YOUR GOAL:
An exact reprint of the data below is required, line for line.

Collection entries
________________
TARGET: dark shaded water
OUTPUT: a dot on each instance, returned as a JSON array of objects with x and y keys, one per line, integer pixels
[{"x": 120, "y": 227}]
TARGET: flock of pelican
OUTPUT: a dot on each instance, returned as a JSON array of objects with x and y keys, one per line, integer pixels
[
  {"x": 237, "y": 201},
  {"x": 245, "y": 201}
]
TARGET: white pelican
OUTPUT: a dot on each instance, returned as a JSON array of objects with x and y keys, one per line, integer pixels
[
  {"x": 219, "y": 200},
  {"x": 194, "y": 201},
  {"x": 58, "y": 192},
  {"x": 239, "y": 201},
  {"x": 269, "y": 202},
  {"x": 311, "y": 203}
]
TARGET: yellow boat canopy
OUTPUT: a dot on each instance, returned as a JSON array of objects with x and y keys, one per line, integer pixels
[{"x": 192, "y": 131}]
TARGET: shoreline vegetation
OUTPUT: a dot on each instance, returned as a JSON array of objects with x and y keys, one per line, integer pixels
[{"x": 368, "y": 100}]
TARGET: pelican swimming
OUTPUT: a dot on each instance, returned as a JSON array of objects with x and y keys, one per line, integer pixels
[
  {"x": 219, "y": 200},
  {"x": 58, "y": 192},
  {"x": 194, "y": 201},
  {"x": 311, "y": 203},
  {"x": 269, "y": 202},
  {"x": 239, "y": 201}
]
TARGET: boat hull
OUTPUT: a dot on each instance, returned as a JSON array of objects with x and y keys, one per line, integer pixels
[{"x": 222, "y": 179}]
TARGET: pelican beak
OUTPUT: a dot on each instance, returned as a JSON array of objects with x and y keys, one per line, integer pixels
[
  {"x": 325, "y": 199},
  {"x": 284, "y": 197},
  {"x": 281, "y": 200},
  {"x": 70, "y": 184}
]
________________
PROBLEM SOLUTION:
TARGET: dark shaded water
OUTPUT: a dot on each instance, returned as a JSON array of objects with x and y keys, one per line, integer pixels
[{"x": 120, "y": 227}]
TARGET: flock of pelican
OUTPUT: a dot on each instance, returned as a JSON array of objects with x and y keys, one per line, integer pixels
[
  {"x": 237, "y": 201},
  {"x": 245, "y": 201}
]
TARGET: white pelican
OUTPUT: a dot on each instance, returned as a JSON array of objects with x and y keys, one per line, integer pixels
[
  {"x": 219, "y": 200},
  {"x": 194, "y": 201},
  {"x": 58, "y": 192},
  {"x": 239, "y": 201},
  {"x": 269, "y": 202},
  {"x": 311, "y": 203}
]
TARGET: yellow boat canopy
OUTPUT: a dot on each instance, returned as a JSON array of objects with x and y keys, one per line, integer pixels
[{"x": 192, "y": 131}]
TARGET: shoreline vegetation
OUTPUT: a dot on each instance, returned as a JSON array of objects with x and y keys, one per line, integer pixels
[{"x": 368, "y": 100}]
TARGET: pelican swimming
OUTPUT: a dot on each instance, returned as a JSON array of objects with x and y keys, one per line, integer pixels
[
  {"x": 219, "y": 200},
  {"x": 58, "y": 192},
  {"x": 194, "y": 201},
  {"x": 311, "y": 203},
  {"x": 269, "y": 202},
  {"x": 239, "y": 201}
]
TARGET: boat hull
OUTPUT: a dot on each instance, returned as a JSON array of objects with x and y keys, one per line, integer pixels
[{"x": 222, "y": 179}]
TARGET: pelican beak
OUTPUT: a dot on each instance, returned as a JSON array of objects with x and y keys, one per line, integer pixels
[
  {"x": 325, "y": 199},
  {"x": 284, "y": 197},
  {"x": 281, "y": 200},
  {"x": 70, "y": 184}
]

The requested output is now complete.